Required task: Please return, unchanged, the lines of the listing below from the line containing "For the photo above, indicate every instance of the rolling" up to and including the last line of the listing.
┄┄┄┄┄┄┄┄┄┄
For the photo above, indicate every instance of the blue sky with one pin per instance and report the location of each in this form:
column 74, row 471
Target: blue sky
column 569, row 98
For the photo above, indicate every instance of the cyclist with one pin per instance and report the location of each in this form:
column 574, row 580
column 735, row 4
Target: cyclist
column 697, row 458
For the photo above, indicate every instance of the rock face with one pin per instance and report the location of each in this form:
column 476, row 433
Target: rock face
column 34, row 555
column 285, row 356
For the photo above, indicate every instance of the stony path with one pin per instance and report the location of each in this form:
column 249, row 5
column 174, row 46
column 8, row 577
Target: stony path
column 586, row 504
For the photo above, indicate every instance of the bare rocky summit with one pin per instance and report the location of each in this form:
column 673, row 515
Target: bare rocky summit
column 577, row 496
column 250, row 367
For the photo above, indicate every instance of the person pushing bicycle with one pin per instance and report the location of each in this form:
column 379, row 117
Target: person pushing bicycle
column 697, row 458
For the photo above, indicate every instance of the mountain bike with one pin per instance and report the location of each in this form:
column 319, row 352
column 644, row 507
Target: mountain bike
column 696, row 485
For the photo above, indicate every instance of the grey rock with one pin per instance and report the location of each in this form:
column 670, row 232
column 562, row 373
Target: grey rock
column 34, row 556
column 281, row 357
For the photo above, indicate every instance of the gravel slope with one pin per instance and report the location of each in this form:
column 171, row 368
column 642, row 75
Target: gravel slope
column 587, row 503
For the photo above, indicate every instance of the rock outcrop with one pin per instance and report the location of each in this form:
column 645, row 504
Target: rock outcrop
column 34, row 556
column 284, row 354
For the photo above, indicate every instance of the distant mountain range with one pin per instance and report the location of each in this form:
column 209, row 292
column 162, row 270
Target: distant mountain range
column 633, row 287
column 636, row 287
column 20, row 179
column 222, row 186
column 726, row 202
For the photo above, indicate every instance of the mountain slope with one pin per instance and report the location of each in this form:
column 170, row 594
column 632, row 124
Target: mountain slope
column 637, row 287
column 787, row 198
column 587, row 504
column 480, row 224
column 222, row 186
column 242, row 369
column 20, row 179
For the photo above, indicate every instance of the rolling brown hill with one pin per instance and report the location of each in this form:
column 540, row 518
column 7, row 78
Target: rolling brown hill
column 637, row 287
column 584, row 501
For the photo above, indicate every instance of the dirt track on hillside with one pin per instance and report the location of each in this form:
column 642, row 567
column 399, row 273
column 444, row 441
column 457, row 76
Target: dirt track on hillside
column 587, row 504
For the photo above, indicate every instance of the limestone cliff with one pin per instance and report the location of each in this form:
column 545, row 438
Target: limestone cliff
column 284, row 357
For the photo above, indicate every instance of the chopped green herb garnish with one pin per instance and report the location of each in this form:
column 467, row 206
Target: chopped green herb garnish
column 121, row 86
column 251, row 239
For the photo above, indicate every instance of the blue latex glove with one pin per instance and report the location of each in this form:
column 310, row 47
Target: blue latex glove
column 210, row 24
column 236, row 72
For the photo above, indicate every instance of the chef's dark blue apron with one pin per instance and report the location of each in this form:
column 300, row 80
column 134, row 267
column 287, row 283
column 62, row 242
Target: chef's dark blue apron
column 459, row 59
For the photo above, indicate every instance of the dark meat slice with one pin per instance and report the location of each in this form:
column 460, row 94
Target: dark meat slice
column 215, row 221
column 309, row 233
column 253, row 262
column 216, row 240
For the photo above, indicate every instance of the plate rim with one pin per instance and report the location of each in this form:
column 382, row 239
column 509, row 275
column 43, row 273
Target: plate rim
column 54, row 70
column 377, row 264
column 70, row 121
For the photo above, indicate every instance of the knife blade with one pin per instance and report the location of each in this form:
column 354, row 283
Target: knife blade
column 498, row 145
┄┄┄┄┄┄┄┄┄┄
Task output:
For the photo above, indicate every instance of the rolling brown hill with one pin per instance and report the location of each in this form:
column 540, row 518
column 7, row 78
Target: rolling brown hill
column 637, row 287
column 584, row 501
For the photo above, indicate every instance of the dirt track on hillside with one pin per instance and report the location of each in this form:
column 642, row 567
column 399, row 273
column 444, row 441
column 457, row 76
Target: dirt track on hillside
column 587, row 504
For the photo above, indicate every instance of the limestone cliff with one pin per instance and report the location of each in this form:
column 545, row 438
Target: limestone cliff
column 284, row 357
For the photo above, indicate every instance of the chopped green herb garnish with one pin per instance and report the location of each in this form:
column 467, row 206
Target: chopped green herb garnish
column 121, row 86
column 251, row 239
For the photo above, indicate every instance of the blue latex glove with one pin per instance and report the location of each in this form:
column 310, row 47
Target: blue latex glove
column 210, row 24
column 236, row 72
For the photo above, indicate every instance of the chef's dark blue apron with one pin per instance and report the location of each in this form:
column 300, row 80
column 134, row 267
column 287, row 283
column 62, row 242
Target: chef's dark blue apron
column 459, row 59
For the photo above, indicate every instance of the dark meat slice with one pin per instance and report the location of each in this form:
column 460, row 94
Target: dark meat slice
column 215, row 221
column 309, row 233
column 253, row 262
column 216, row 240
For the photo above, indicate every instance of the plate rim with one pin per instance and report the location of each in this form:
column 382, row 239
column 509, row 275
column 43, row 273
Target: plate rim
column 54, row 70
column 377, row 264
column 70, row 121
For the photo above, indicate every instance of the knife blade with one pin per instance and report the location of each in this form:
column 354, row 283
Target: knife blade
column 498, row 145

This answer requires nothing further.